▶ [PROBLEM DETAILS]
Format every line of the entries as a JSON list of strings, one string per line. Omit any blank lines.

▶ [Source records]
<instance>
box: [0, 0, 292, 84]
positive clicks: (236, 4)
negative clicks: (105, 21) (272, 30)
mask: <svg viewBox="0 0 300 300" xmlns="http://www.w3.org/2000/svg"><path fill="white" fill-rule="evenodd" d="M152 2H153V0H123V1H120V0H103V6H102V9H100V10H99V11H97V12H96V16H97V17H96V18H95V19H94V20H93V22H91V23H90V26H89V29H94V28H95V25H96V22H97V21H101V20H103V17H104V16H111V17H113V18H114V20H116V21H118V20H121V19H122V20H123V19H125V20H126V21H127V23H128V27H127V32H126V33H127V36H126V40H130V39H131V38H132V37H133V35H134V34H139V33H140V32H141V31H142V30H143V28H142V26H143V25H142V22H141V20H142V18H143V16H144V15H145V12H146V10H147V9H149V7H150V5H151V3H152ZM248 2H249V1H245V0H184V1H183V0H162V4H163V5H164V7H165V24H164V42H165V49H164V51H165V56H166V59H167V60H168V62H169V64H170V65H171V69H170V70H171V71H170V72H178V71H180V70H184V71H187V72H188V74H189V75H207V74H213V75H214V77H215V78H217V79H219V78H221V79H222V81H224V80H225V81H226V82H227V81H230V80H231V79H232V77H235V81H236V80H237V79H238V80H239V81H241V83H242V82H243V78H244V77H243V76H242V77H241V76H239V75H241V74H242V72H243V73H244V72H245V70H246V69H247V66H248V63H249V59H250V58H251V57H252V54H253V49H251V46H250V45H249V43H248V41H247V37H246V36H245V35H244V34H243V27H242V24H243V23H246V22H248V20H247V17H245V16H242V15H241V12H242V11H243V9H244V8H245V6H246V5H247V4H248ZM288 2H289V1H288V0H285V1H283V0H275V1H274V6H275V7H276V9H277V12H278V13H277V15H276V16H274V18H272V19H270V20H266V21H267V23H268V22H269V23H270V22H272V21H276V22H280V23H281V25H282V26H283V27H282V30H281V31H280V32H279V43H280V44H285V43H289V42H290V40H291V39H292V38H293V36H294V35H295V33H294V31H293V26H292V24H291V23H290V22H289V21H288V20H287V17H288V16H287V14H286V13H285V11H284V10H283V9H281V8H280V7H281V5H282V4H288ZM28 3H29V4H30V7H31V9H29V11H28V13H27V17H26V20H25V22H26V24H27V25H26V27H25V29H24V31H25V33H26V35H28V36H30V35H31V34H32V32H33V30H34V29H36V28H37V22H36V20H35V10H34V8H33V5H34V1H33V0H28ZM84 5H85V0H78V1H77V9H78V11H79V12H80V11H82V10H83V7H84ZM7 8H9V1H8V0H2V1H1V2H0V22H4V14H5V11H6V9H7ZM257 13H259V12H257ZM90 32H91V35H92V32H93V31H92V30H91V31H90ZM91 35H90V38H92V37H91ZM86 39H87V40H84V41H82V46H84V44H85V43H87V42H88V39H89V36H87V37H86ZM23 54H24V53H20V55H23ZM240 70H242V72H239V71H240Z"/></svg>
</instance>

▶ [EXPECTED OUTPUT]
[
  "<instance>",
  "box: [0, 0, 292, 84]",
  "positive clicks: (236, 4)",
  "negative clicks: (105, 21) (272, 30)",
  "mask: <svg viewBox=\"0 0 300 300\" xmlns=\"http://www.w3.org/2000/svg\"><path fill=\"white\" fill-rule=\"evenodd\" d=\"M152 2H153V0H123V1H120V0H103V6H102V9H100V10H99V11H97V12H96V16H97V17H96V18H95V19H94V20H93V22H91V23H90V26H89V29H94V28H95V25H96V22H97V21H101V20H103V17H104V16H111V17H113V18H114V20H116V21H118V20H121V19H122V20H123V19H125V20H126V21H127V23H128V27H127V32H126V33H127V36H126V40H130V39H131V38H132V37H133V35H134V34H139V33H140V32H141V31H142V30H143V28H142V26H143V25H142V22H141V20H142V18H143V16H144V15H145V12H146V10H147V9H149V7H150V5H151V3H152ZM248 2H249V1H245V0H184V1H183V0H162V4H163V5H164V7H165V24H164V42H165V49H164V51H165V56H166V59H167V60H168V62H169V64H170V65H171V69H170V70H171V71H170V72H178V71H180V70H184V71H187V72H188V74H189V75H207V74H213V75H214V77H215V78H217V79H219V78H221V79H222V81H224V80H225V81H226V82H227V81H230V80H231V79H232V77H235V81H236V80H237V79H238V80H239V81H241V83H242V82H243V78H244V77H243V76H242V77H241V76H239V75H241V74H242V72H243V73H244V72H245V70H246V69H247V66H248V63H249V59H250V58H251V57H252V54H253V49H251V46H250V45H249V43H248V41H247V37H246V36H245V35H244V34H243V27H242V24H243V23H246V22H248V20H247V17H245V16H242V15H241V12H242V11H243V9H244V8H245V6H246V5H247V4H248ZM288 2H289V1H288V0H285V1H283V0H275V1H274V6H275V7H276V9H277V12H278V13H277V15H276V16H274V18H272V19H270V20H266V21H267V23H268V22H269V23H270V22H272V21H276V22H280V23H281V25H282V26H283V27H282V30H281V31H280V32H279V43H280V44H285V43H289V42H290V40H291V39H292V38H293V36H294V35H295V33H294V31H293V26H292V24H291V23H290V22H289V21H288V20H287V17H288V16H287V14H286V13H285V11H284V10H283V9H281V8H280V7H281V5H282V4H288ZM28 3H29V4H30V7H31V9H29V11H28V13H27V17H26V20H25V22H26V24H27V25H26V27H25V29H24V31H25V33H26V35H28V36H30V35H31V34H32V32H33V30H34V29H36V28H37V22H36V20H35V10H34V8H33V5H34V1H33V0H28ZM84 5H85V0H78V1H77V9H78V11H79V12H80V11H82V10H83V7H84ZM7 8H9V1H8V0H2V1H1V2H0V22H4V14H5V11H6V9H7ZM257 13H259V12H257ZM90 32H91V35H92V32H93V31H92V30H91V31H90ZM91 35H90V38H92V37H91ZM86 39H87V40H84V41H82V46H84V44H85V43H87V42H88V39H89V36H87V37H86ZM23 54H24V53H20V55H23ZM240 70H242V72H239V71H240Z\"/></svg>",
  "</instance>"
]